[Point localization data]
- - - - -

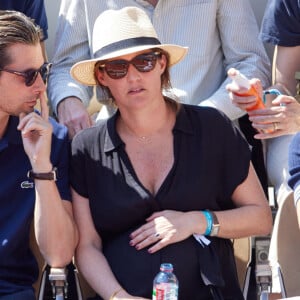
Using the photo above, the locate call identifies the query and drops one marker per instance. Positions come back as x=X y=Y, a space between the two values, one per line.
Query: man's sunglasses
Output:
x=31 y=75
x=118 y=68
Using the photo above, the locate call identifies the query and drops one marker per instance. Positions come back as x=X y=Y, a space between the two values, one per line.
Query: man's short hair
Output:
x=15 y=27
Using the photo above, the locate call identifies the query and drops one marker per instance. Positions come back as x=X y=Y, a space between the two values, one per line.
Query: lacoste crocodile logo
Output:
x=27 y=185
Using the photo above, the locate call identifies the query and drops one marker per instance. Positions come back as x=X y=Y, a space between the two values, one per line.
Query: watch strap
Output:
x=215 y=226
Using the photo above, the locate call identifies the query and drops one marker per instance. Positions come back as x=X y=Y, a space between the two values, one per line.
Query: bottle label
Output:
x=165 y=291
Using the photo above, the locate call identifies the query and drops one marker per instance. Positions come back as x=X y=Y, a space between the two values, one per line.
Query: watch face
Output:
x=215 y=230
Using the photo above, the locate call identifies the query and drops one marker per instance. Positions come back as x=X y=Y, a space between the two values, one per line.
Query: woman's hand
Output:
x=166 y=227
x=280 y=119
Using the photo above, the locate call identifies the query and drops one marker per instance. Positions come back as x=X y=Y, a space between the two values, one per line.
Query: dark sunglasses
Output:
x=118 y=68
x=31 y=75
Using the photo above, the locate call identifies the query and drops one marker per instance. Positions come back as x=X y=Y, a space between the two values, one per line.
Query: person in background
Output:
x=35 y=9
x=280 y=120
x=225 y=36
x=159 y=180
x=34 y=163
x=278 y=123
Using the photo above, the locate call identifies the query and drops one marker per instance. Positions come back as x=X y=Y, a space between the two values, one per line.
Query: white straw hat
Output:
x=122 y=32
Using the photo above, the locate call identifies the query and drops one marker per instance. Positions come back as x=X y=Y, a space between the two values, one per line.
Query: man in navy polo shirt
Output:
x=33 y=163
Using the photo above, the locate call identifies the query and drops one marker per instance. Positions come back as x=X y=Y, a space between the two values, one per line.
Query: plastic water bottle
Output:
x=165 y=284
x=243 y=82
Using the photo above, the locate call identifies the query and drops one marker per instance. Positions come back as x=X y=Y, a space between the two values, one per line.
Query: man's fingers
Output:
x=44 y=107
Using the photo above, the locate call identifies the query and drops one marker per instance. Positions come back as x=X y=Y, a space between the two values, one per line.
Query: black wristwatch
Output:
x=43 y=176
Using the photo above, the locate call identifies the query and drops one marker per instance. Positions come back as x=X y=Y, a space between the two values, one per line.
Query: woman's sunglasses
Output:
x=31 y=75
x=118 y=68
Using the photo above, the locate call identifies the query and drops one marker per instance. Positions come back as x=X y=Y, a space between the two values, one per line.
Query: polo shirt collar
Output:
x=112 y=139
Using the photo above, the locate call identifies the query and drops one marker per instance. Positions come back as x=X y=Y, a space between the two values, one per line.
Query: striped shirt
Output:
x=220 y=34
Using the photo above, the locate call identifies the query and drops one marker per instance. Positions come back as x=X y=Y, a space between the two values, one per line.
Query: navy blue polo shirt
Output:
x=18 y=267
x=34 y=9
x=281 y=23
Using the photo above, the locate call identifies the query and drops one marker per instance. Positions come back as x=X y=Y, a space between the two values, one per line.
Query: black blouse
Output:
x=211 y=159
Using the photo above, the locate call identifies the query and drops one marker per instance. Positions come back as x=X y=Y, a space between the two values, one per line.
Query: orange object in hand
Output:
x=243 y=82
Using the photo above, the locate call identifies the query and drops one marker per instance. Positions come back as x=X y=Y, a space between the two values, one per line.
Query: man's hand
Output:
x=243 y=102
x=72 y=113
x=282 y=118
x=36 y=134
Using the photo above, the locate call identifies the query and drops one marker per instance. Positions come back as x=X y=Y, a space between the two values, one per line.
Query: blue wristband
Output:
x=209 y=222
x=270 y=92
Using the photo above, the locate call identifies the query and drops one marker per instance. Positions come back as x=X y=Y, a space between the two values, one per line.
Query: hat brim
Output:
x=83 y=71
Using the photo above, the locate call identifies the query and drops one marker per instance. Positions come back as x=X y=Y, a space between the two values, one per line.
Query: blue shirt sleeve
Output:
x=281 y=23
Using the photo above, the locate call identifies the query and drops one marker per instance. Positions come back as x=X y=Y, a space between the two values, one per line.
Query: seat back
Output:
x=242 y=253
x=286 y=239
x=41 y=262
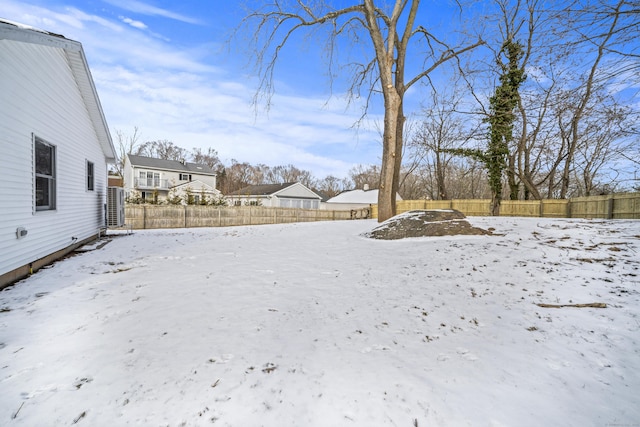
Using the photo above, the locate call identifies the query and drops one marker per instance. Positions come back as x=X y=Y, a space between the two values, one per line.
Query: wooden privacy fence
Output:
x=613 y=206
x=152 y=216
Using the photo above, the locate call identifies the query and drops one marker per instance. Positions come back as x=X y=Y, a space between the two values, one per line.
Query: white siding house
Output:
x=159 y=178
x=287 y=195
x=354 y=199
x=54 y=150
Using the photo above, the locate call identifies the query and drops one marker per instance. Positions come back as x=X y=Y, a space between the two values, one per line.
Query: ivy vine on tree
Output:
x=501 y=117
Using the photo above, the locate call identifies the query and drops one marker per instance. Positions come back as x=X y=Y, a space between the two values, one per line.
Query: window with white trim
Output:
x=90 y=176
x=45 y=174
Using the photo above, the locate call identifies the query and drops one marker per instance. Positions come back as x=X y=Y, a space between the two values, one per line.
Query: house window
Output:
x=90 y=180
x=45 y=175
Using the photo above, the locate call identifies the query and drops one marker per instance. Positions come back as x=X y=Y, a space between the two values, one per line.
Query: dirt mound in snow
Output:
x=421 y=223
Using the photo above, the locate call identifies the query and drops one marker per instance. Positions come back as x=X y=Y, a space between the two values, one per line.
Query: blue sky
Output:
x=166 y=68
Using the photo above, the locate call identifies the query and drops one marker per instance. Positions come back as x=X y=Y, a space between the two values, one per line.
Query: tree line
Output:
x=542 y=96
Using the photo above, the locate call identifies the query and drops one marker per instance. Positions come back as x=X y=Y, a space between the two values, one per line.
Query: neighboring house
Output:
x=54 y=150
x=114 y=181
x=161 y=178
x=354 y=199
x=288 y=195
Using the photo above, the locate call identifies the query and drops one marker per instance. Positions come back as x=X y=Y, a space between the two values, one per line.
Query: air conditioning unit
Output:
x=115 y=207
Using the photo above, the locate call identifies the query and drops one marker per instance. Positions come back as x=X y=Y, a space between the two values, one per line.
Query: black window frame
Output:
x=91 y=185
x=44 y=175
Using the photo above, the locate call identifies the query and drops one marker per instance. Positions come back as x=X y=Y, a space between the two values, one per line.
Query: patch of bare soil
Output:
x=424 y=223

- - - - -

Brief => Copy the data precisely. Skip every picture.

Reply to the task =>
Using the photo above, the locate call identifies the query and drops one marker per instance. Positions come back as x=X y=Y, a space between the two values, one per line.
Query: man's sunglasses
Output:
x=31 y=75
x=118 y=68
Using the photo above, the locate call identifies the query and drops one marker per instance. Positions come back as x=X y=Y, a space between the two values, one per line.
Query: man's short hair
Output:
x=15 y=27
Using the photo above, the locate call identifies the query and drops one marker per instance. Positions come back as x=X y=Y, a space between the two values, one per line.
Query: lacoste crocodile logo
Output:
x=27 y=185
Using the photo above, the locate call identifies the query and drops one marker per instance. Positions come back as x=X y=Y, a space between the two values, one per line.
Query: watch strap
Output:
x=215 y=226
Using the photo above, the locate call identifies the query and drops one marker per instance. Positions come back as x=X y=Y, a space between the two values, one per line.
Query: bottle label
Output:
x=165 y=291
Using the photo above, the locate call identifies the query and drops one marker per instance. Positions come back as x=X y=Y, a space between the two values, one per line.
Query: watch face
Output:
x=215 y=230
Using the photo above, the locate call identifies the query and drops one marker per instance. Positions come back as x=X y=Y, a space between the two values, one per line.
Query: woman's hand
Output:
x=166 y=227
x=280 y=119
Using the photo above, the locate call identifies the query and drops one marker per instance. Positions come back as x=X y=Y, a space between the two values, one per line.
Query: dark sunglasses
Output:
x=118 y=68
x=31 y=75
Using the photo above, the locate call identifies the query and drops one marker per instance. Positions come back as x=X y=Y, a space between the two values, one per line.
Query: person in background
Output:
x=35 y=9
x=280 y=120
x=225 y=36
x=159 y=180
x=34 y=163
x=278 y=123
Using the photo above, the locate call identifies the query and drops one marker per instance. Positions come back as x=X y=Y, a space between the two values, one per line.
Query: white straw hat
Output:
x=122 y=32
Using the photo above, the locate call identifies the query and drops one marker per instance. Positions come back as x=X y=Y, a space between the two values, one per line.
Query: man in navy polo shirt
Output:
x=33 y=163
Using the photo above, the locate call identifies the query and drops one marker per instance. Positions come back as x=X y=Y, a space between the two values, one per line.
Query: plastic water bottle
Output:
x=165 y=284
x=243 y=82
Using the photo above, the locate call identifies the query and drops one marker per instance. Positions come back as x=X y=Y, a space between the two values, one per line.
Query: man's fingers
Output:
x=44 y=107
Using the photo above, the locate call identifies the query and drops one marker per instance. Positions come back as x=X y=Y, a space between the two values, one per line.
Query: black wristwatch
Output:
x=43 y=176
Using the photo above, the locate call identifies the query and drops one marker per instance. Positions come back as x=X y=Y, a space between the two values, one per line.
Query: woman's sunglasses
Output:
x=31 y=75
x=118 y=68
Using the photo above, the locate call identifies the query and drops one marker per instance. Positions come back as x=X y=Y, a space between the two values, one per line.
Query: polo shirt collar
Output:
x=112 y=139
Using the photo above, the locate call identifies the query and drops one marker per instance. Positions come back as x=X y=Y, a space between the two values, one per line.
Query: striped shirt
Output:
x=220 y=34
Using the photo above, the locate call identifies the query and drops one marker per instance. Positions come back as x=X y=Y, a space between the two values, one per line.
Query: navy blue polo shirt
Output:
x=18 y=267
x=34 y=9
x=281 y=23
Using the photo above, the locate call identifies the query and drops one marker per instance. Positions come back as x=X y=Y, a space between the two values, one per line.
Query: black blouse
Output:
x=211 y=159
Using the photo above, the locate call identifies the query and drops one marker per instance. Positions come back as x=X y=Y, a space between the two values, one per line.
Query: orange object in hand
Output:
x=243 y=82
Using the photo above, the locate call identifies the query and drops one marker per instance. Positions come back as x=X y=Y, a space between the two values, one per line.
Query: man's hand
Output:
x=243 y=102
x=72 y=113
x=282 y=118
x=36 y=134
Using the photo above, the locate call identifies the query and drops one marker per instance. Positions come back as x=X y=Y, a space between the two values, one per line.
Query: blue wristband
Output:
x=209 y=222
x=270 y=92
Using the photo above, the locate call identifies the query and drops one marker per instance. Positions come back as x=X y=Y, a space between the two values, one per line.
Query: hat brim
Output:
x=83 y=71
Using the photo above, the locate call identifies the query and drops one marker per instance. Positions come back as x=X y=Y, a space between the two values, one per line.
Query: blue shirt sleeve
Output:
x=281 y=23
Using the photo above, the locate call identifies the query and drops one marker per instance. Positions come back as x=X y=Y, a space between the two values, one per line.
Query: seat back
Output:
x=242 y=253
x=286 y=239
x=41 y=262
Using the photo above, the locate call identifies the query and drops one marker per instance. Positions come back as x=X y=Y, a space between the two values, one per line.
Query: wooden privacy fence
Output:
x=613 y=206
x=152 y=216
Using the photo above, the locate call identifies the query and drops one marker per instance. Positions come back as x=X y=Y, a space between the two values, one per line.
Query: white siding house
Output:
x=159 y=178
x=287 y=195
x=354 y=199
x=54 y=150
Using the photo above, the locate call identifies the query and drops one marker per instance. Positions come back as x=X y=Y, a space between the two values, one per line.
Query: ivy vine on tree
Output:
x=501 y=117
Using the photo above, the locate call identifies the query and drops one marker per instance. Positions come back as x=X y=Y, a space between the two values, one per line.
Query: window with white trim
Output:
x=90 y=176
x=45 y=174
Using the photo above, the locate call identifies the query and drops one marker per instance. Positions come back as x=X y=Y, a space between the two values, one per line.
Query: house window
Output:
x=90 y=180
x=45 y=175
Using the photo above, the locate call identifies the query and drops one marker per instance. Positions come back as x=X y=Y, a space between the two values, one per line.
Query: dirt mound in snow
Output:
x=421 y=223
Using the photo above, the locate call identifies the query and drops one marker per instance. Positions come back as x=X y=Y, a space between the two values, one per line.
Query: blue sky
Output:
x=166 y=68
Using the photo above, the locate call identifies the query and drops one marker per instance. Positions come back as x=X y=Y, a space between the two values, one per line.
Query: tree line
Output:
x=542 y=96
Using the photo above, the locate call identifies the query and drops one marker per instance. Positions come back as x=X y=Y, a space between the two values, one per line.
Query: neighboring house
Output:
x=54 y=150
x=114 y=181
x=161 y=178
x=354 y=199
x=288 y=195
Using the photo above, the locate call identifies the query and drops one marker per instance. Positions come back as x=X y=Y, a space between the two values, one per line.
Query: air conditioning unit
Output:
x=115 y=207
Using the photo above, the locate call identifies the query and drops one marker per instance. Positions come back as x=X y=Y, a space between the two values, one per line.
Query: black window frame
Output:
x=91 y=185
x=44 y=175
Using the photo above, the locate call identifies the query and drops one marker per instance. Positions come back as x=X y=Y, a space between the two values, one per line.
Query: patch of bare soil
Output:
x=424 y=223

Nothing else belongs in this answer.